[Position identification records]
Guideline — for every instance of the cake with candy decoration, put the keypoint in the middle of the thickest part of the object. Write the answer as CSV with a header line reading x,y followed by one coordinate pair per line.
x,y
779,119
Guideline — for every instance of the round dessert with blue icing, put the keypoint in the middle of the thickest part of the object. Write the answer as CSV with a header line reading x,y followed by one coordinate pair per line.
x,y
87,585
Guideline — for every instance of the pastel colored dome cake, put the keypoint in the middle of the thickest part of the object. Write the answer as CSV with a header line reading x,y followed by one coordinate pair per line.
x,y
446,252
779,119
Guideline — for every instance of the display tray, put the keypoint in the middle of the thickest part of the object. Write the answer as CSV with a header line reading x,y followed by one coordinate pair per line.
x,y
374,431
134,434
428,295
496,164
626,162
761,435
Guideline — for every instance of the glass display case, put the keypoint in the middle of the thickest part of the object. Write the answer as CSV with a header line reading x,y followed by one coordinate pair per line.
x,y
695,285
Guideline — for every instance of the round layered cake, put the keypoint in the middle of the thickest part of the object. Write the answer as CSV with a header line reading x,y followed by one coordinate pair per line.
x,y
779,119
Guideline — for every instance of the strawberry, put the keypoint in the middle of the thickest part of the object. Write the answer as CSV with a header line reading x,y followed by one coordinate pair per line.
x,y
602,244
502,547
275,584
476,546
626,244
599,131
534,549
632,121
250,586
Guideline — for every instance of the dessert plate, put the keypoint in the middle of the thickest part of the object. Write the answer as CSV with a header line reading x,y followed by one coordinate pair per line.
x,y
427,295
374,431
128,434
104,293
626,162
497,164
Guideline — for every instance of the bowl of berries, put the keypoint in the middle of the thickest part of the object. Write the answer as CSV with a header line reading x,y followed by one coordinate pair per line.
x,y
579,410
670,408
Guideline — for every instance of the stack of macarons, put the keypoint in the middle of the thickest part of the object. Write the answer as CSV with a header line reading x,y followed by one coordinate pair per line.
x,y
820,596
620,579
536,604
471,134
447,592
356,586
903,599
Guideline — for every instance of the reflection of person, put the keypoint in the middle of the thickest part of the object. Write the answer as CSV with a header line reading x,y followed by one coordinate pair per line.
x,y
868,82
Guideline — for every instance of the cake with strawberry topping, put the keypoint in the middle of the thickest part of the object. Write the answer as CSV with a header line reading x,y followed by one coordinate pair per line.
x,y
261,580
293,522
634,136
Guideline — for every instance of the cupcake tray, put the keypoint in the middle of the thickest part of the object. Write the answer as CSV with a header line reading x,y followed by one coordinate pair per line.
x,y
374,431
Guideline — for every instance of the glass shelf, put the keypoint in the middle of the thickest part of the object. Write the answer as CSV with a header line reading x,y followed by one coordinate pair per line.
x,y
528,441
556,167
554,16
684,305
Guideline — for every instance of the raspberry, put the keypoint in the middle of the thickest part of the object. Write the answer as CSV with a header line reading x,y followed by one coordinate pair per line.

WHAT YOU SHOULD DO:
The records above should be returned exactly.

RIGHT ANSWER:
Guideline — for every instance of the cake with candy decoration, put the keypoint in the middle of the thickest part of the object. Write the answer as CSV with a header line reading x,y followed by one coordinate pair per line.
x,y
779,119
Guideline — for every instance of the round dessert with blue icing, put the keypoint in the middle of the thickest part of the object. Write the answer as CSV with a header line reading x,y followed by one coordinate pair per line.
x,y
87,585
Guideline — for every instance of the pastel colored dome cake, put the keypoint in the middle of the thickest part of the object. Write the answer as CSV with a header line reading x,y followed by one coordinate pair per line.
x,y
446,252
779,119
Guideline — for every instance of the display tray, put the keypoint in the middle of the thickest part of the object. Write the answer as CSV with a header line reading x,y followed by one coordinate pair per line.
x,y
374,431
134,434
428,295
496,164
626,162
761,435
Guideline — for every instance of the glass display case, put the keypoint in the middle of the thickest part of the object. Write the answer as CSV with a header line reading x,y followed by one coordinate pair per line.
x,y
695,285
Guideline — for every instance of the round layered cake, put the keypoint in the middle of the thickest part of the object. Write the answer as CSV with a header line reading x,y followed by one coordinate pair per line.
x,y
779,119
Guideline — for every instance of the strawberry, put the keypoint in the middle of the thickest part of the object. Write the answer as CSV with a header line reading x,y followed by one coordinate pair per line.
x,y
602,244
502,547
275,584
476,546
626,244
599,131
534,549
632,121
250,586
Guideline — for every instance of the dessert plate, put the keypoint in the middle of the thickest part of the object. Write the answer as CSV with a header line reading x,y followed by one coordinate pair per line.
x,y
427,295
374,431
128,434
104,293
626,162
497,164
Guideline — for every instance of the bowl of berries, put the keypoint in the middle of the thickest part of the object. Write the answer as CSV with a header line reading x,y followed by one coordinate pair per line.
x,y
579,410
670,408
Guideline — for every instance of the stack of macarons, put the keypoint in the middle of the thickest part of the object. Write the answer as CSV with a header line reading x,y followed by one coordinate pair per line.
x,y
820,596
620,579
536,604
471,134
447,592
356,586
903,599
Guideline — for every instance of the reflection of person, put the keypoint in the middle of the thickest part of the object. Write the answer as CSV with a header line reading x,y followed by one coordinate pair per line.
x,y
868,82
Guideline — for every instance of the cake with strawberry topping, put the keypoint in the middle of the thickest part of the object. Write the answer as CSV with a header line reading x,y followed by one coordinate pair per line.
x,y
261,580
293,522
634,136
Guideline — for every instance of the cupcake tray, put the keypoint in the middle of the thickest part of the object. Write the answer as CSV with a header line reading x,y followed by one coordinate pair per line.
x,y
374,431
Guideline — for every instance of the glass shelf, put the keypoint in the middle of the thickest part of the object. Write the answer as CSV with a header line reading x,y followed by one coordinate pair per line.
x,y
528,441
556,167
554,16
684,305
Guideline — for every instance of the raspberry, put the keypoint in the middle of the thickest part of the object. Write the answer as CSV with a header line reading x,y followed by one coordinate pair per line.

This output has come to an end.